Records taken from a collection
>> begin
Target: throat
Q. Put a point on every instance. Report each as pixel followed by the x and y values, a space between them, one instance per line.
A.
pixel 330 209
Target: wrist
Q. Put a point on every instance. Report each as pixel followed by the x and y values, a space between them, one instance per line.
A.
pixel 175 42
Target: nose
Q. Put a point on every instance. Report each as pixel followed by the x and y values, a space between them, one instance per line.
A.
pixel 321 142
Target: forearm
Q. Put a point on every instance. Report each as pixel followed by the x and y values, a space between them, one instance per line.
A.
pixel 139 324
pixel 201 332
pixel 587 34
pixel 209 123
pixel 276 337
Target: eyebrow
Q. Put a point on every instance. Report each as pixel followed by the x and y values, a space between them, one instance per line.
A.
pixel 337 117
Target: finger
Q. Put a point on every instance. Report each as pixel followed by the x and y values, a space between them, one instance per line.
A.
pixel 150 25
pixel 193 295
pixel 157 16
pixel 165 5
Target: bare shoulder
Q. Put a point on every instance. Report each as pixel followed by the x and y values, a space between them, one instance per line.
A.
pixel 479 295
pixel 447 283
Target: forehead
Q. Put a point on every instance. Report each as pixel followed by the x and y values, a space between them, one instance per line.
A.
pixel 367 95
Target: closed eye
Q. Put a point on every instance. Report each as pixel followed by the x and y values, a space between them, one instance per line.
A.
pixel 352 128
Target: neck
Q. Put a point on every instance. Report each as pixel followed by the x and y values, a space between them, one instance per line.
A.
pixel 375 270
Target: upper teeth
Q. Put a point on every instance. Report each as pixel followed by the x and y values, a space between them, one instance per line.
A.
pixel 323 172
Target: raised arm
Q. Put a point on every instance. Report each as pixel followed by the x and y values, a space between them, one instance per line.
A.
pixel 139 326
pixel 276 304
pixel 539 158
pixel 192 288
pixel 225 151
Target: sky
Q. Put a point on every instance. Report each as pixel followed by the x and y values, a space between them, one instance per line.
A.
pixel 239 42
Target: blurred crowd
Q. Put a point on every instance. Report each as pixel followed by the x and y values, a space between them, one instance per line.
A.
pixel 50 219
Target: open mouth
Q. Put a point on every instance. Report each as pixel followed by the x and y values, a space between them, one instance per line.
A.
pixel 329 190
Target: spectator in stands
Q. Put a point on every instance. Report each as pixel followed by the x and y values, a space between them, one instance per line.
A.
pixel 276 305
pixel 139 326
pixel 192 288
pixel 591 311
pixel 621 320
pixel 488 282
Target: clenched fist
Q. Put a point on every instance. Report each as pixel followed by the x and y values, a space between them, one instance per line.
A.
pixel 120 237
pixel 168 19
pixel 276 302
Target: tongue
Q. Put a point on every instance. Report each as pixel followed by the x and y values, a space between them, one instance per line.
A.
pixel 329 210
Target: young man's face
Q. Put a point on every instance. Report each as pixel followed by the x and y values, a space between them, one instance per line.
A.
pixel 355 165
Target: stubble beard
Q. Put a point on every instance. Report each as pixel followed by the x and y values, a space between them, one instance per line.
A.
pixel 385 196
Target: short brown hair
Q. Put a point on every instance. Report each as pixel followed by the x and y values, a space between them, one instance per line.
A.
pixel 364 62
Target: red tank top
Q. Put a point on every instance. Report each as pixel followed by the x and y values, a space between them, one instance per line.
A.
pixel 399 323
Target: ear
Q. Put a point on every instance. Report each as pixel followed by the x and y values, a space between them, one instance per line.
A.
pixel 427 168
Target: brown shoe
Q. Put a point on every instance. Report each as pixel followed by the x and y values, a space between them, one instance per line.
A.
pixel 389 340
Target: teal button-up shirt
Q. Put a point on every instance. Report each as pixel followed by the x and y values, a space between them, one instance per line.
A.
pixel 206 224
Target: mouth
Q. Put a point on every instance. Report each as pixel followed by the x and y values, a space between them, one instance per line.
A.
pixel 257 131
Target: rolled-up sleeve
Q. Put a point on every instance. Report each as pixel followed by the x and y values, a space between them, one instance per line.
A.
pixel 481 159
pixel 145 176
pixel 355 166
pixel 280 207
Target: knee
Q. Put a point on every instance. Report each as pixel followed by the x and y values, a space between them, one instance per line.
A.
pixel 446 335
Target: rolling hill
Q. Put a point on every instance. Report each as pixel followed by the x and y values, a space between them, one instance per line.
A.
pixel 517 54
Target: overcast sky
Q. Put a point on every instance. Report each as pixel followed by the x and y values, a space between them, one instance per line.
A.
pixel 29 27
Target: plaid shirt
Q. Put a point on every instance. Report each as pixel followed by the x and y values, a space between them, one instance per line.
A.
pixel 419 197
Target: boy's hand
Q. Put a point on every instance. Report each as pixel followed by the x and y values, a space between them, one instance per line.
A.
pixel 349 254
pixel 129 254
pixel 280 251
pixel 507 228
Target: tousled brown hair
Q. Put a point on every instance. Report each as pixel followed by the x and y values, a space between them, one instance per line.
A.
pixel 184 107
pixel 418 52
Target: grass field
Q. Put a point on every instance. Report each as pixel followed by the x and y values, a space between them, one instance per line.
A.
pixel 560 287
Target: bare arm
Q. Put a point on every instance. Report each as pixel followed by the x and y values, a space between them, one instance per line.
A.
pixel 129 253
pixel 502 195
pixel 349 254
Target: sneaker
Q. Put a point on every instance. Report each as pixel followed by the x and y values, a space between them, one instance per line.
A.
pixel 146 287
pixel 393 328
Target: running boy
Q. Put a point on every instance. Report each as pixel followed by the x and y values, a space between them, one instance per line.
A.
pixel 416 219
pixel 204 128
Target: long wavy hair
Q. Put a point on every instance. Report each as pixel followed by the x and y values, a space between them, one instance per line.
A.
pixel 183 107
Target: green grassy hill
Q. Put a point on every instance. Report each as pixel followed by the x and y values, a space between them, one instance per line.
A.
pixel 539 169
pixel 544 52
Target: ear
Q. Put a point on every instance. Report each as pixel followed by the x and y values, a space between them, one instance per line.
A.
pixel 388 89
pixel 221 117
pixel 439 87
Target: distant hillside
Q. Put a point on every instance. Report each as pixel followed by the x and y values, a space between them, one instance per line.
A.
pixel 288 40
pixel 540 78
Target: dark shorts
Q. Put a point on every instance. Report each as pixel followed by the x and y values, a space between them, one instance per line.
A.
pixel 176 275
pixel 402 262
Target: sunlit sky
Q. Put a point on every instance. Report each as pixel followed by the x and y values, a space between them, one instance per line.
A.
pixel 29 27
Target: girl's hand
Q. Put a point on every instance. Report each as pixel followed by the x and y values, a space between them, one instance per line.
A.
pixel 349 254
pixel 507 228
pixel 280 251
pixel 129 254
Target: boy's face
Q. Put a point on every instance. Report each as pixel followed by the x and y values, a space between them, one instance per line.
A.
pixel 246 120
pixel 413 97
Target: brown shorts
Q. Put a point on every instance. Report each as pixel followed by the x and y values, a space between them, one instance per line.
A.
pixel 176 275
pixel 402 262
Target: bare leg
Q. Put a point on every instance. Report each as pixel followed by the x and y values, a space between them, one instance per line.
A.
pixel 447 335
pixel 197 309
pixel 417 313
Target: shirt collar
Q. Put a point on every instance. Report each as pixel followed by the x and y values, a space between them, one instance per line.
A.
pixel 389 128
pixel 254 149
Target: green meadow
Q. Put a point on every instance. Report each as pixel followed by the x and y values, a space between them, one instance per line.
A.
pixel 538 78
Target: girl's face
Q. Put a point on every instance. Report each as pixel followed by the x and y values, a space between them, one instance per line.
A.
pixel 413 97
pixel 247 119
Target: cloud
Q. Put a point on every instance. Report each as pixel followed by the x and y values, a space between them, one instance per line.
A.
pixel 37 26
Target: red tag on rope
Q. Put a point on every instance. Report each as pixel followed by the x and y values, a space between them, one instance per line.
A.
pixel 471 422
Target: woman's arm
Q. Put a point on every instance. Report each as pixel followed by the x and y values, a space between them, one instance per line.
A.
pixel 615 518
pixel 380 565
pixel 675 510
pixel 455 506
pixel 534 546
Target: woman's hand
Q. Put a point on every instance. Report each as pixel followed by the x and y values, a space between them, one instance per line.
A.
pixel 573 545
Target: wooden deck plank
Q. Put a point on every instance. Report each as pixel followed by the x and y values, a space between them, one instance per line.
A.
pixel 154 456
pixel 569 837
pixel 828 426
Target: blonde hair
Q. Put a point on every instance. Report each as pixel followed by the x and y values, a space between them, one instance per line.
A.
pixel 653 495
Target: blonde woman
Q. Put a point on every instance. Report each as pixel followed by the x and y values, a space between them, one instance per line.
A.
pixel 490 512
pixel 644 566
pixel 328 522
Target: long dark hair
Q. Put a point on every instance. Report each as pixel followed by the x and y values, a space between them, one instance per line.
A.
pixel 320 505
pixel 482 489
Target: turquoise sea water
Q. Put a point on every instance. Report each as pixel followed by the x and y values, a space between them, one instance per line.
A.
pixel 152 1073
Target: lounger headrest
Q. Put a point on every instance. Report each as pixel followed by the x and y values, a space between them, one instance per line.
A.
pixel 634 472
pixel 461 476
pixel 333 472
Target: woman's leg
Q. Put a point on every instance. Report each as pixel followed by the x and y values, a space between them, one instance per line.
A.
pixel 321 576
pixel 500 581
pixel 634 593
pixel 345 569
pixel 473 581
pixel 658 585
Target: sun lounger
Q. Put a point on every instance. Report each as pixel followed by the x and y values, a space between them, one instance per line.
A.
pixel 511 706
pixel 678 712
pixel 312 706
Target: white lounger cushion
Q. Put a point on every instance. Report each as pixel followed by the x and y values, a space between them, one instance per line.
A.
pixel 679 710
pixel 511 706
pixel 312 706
>> end
◆ Job ◆
Reproduce the listing from the line that contains "Target: forehead" through the line that contains "pixel 375 270", with both of those lines included and the requests unchanged. In the answers, add 139 to every x and y coordinate.

◆ Written response ◆
Target: forehead
Q. Put a point on every instance. Report each as pixel followed by the x and y values, a space between them, one instance per line.
A.
pixel 506 234
Target: closed eye
Q. Put a point on every instance. Report each as pixel followed by the x and y values, a space between them, one instance per line.
A.
pixel 491 267
Target: neck
Q. Put a point on every instance. Report each as pixel followed by the x and y values, a space between them, one instance per line.
A.
pixel 514 409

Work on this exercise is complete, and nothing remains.